_DESCRIPTION OF THE TASK_.
Convert every line of the records below into a JSON list of strings, one string per line, with blank lines left out.

_MATERIAL FOR THIS TASK_.
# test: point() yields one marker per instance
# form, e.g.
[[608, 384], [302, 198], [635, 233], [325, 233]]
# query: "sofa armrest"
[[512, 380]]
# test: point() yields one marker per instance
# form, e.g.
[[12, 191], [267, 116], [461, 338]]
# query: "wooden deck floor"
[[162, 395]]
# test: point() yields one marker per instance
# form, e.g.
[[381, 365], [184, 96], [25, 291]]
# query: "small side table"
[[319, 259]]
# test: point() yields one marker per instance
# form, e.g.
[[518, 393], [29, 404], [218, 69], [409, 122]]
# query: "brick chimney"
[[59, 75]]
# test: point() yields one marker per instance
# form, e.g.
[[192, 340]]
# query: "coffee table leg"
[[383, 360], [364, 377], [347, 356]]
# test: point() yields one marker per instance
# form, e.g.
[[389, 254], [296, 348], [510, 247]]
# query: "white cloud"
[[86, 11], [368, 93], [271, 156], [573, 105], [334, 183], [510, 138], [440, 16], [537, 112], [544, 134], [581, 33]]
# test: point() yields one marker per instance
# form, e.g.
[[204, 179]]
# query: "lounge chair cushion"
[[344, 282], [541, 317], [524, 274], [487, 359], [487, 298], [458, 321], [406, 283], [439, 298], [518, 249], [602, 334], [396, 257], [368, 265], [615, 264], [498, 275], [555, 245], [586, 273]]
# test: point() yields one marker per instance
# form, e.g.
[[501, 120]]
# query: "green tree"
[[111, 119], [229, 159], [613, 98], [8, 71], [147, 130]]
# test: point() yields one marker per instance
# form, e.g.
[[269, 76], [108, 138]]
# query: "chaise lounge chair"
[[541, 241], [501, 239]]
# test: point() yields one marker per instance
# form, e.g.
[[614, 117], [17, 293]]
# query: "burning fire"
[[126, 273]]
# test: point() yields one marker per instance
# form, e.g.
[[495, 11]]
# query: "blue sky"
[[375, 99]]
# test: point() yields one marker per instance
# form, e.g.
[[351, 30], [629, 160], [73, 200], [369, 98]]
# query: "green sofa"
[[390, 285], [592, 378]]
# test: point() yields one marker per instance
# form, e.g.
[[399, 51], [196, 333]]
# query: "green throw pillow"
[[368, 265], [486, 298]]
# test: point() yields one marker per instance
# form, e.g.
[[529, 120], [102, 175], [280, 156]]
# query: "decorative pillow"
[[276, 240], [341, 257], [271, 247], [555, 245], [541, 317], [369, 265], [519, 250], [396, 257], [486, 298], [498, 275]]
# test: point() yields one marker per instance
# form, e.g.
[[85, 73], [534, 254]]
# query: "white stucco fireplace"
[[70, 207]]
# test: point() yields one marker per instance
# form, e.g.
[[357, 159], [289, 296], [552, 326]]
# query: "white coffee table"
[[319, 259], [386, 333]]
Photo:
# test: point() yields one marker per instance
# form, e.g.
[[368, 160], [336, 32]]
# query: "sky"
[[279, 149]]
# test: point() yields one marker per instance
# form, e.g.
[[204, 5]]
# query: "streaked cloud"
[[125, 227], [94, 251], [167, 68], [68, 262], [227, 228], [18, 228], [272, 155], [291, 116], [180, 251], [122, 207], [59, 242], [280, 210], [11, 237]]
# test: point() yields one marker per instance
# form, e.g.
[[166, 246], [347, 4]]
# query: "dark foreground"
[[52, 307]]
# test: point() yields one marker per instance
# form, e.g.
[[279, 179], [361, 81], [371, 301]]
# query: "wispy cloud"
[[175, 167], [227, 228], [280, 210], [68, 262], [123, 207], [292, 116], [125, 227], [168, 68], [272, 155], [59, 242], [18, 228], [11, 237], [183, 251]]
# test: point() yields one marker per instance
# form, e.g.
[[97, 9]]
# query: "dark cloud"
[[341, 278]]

_OUTPUT FOR THIS TASK_.
[
  "# test: point() yields one marker per instance",
  "# form, e.g.",
  "[[608, 384], [302, 198], [635, 233], [325, 233]]",
  "# query: \"sofa armrest\"",
  "[[512, 380]]",
  "# test: point() yields one marker per instance",
  "# form, e.g.",
  "[[12, 191], [267, 116], [461, 338]]",
  "# query: \"wooden deck floor\"",
  "[[162, 395]]",
  "# test: point() yields one marker per instance",
  "# form, e.g.",
  "[[381, 365], [184, 96], [25, 291]]",
  "# query: \"small side table\"",
  "[[319, 259]]",
  "# test: point() yields one marker per instance",
  "# form, e.g.",
  "[[518, 393], [29, 404], [218, 69], [409, 122]]",
  "# query: \"brick chimney\"",
  "[[59, 75]]",
  "# test: point() yields one marker per instance",
  "# form, e.g.",
  "[[192, 340]]",
  "# query: \"coffee table leg\"",
  "[[383, 360], [364, 377], [347, 356]]",
  "# test: point() yields one marker per instance",
  "# form, e.g.",
  "[[389, 254], [296, 348], [510, 247]]",
  "# query: \"white cloud\"",
  "[[86, 11], [368, 93], [271, 156], [573, 105], [334, 183], [510, 138], [440, 16], [537, 112], [544, 134], [581, 33]]",
  "# test: point() yields one marker per instance",
  "# form, e.g.",
  "[[204, 179]]",
  "# query: \"lounge chair cushion\"",
  "[[344, 282], [541, 317], [524, 274], [487, 359], [487, 298], [458, 321], [406, 283], [439, 298], [518, 249], [602, 334], [396, 257], [368, 265], [615, 264], [498, 275], [555, 245], [586, 273]]",
  "# test: point() yields one marker per instance",
  "# form, e.g.",
  "[[501, 120]]",
  "# query: \"green tree\"",
  "[[111, 119], [229, 159], [613, 98], [8, 71], [147, 130]]",
  "# test: point() yields one marker per instance",
  "# form, e.g.",
  "[[269, 76], [108, 138]]",
  "# query: \"chaise lounge chair\"",
  "[[541, 241], [501, 239]]",
  "# test: point() yields one marker per instance",
  "# form, e.g.",
  "[[614, 117], [17, 293]]",
  "# query: \"burning fire\"",
  "[[126, 273]]",
  "# test: point() yields one marker per instance",
  "# form, e.g.",
  "[[495, 11]]",
  "# query: \"blue sky\"",
  "[[375, 99]]",
  "# test: point() yields one marker per instance",
  "# form, e.g.",
  "[[351, 30], [629, 160], [73, 200], [369, 98]]",
  "# query: \"green sofa\"",
  "[[390, 285], [592, 378]]",
  "# test: point() yields one marker per instance",
  "# form, e.g.",
  "[[399, 51], [196, 333]]",
  "# query: \"green throw pillow\"",
  "[[368, 265], [486, 298]]",
  "# test: point() yields one marker per instance",
  "# form, e.g.",
  "[[529, 120], [102, 175], [280, 156]]",
  "# query: \"decorative pillow\"",
  "[[276, 240], [341, 257], [271, 247], [555, 245], [541, 317], [369, 265], [519, 250], [396, 257], [486, 298], [498, 275]]",
  "# test: point() yields one marker per instance",
  "# form, e.g.",
  "[[85, 73], [534, 254]]",
  "# query: \"white stucco fireplace\"",
  "[[70, 207]]",
  "# test: point() yields one marker per instance",
  "# form, e.g.",
  "[[357, 159], [289, 296], [552, 326]]",
  "# query: \"white coffee table\"",
  "[[319, 259], [386, 333]]",
  "Photo:",
  "# test: point() yields one marker per instance",
  "# form, e.g.",
  "[[368, 160], [336, 32]]",
  "# query: \"sky\"",
  "[[279, 149]]",
  "# test: point() yields one marker per instance",
  "# form, e.g.",
  "[[204, 5]]",
  "# query: \"streaked cloud\"",
  "[[125, 227], [94, 251], [167, 68], [68, 262], [227, 228], [18, 228], [272, 155], [291, 116], [180, 251], [122, 207], [59, 242], [280, 210], [11, 237]]",
  "# test: point() yields one marker per instance",
  "# form, e.g.",
  "[[166, 246], [347, 4]]",
  "# query: \"dark foreground\"",
  "[[52, 307]]",
  "# test: point() yields one marker per instance",
  "# form, e.g.",
  "[[279, 179], [361, 81], [371, 301]]",
  "# query: \"wispy cloud\"",
  "[[175, 167], [227, 228], [280, 210], [68, 262], [123, 207], [292, 116], [125, 227], [168, 68], [272, 155], [59, 242], [18, 228], [11, 237], [183, 251]]",
  "# test: point() yields one marker per instance",
  "# form, e.g.",
  "[[97, 9]]",
  "# query: \"dark cloud\"",
  "[[341, 278]]"
]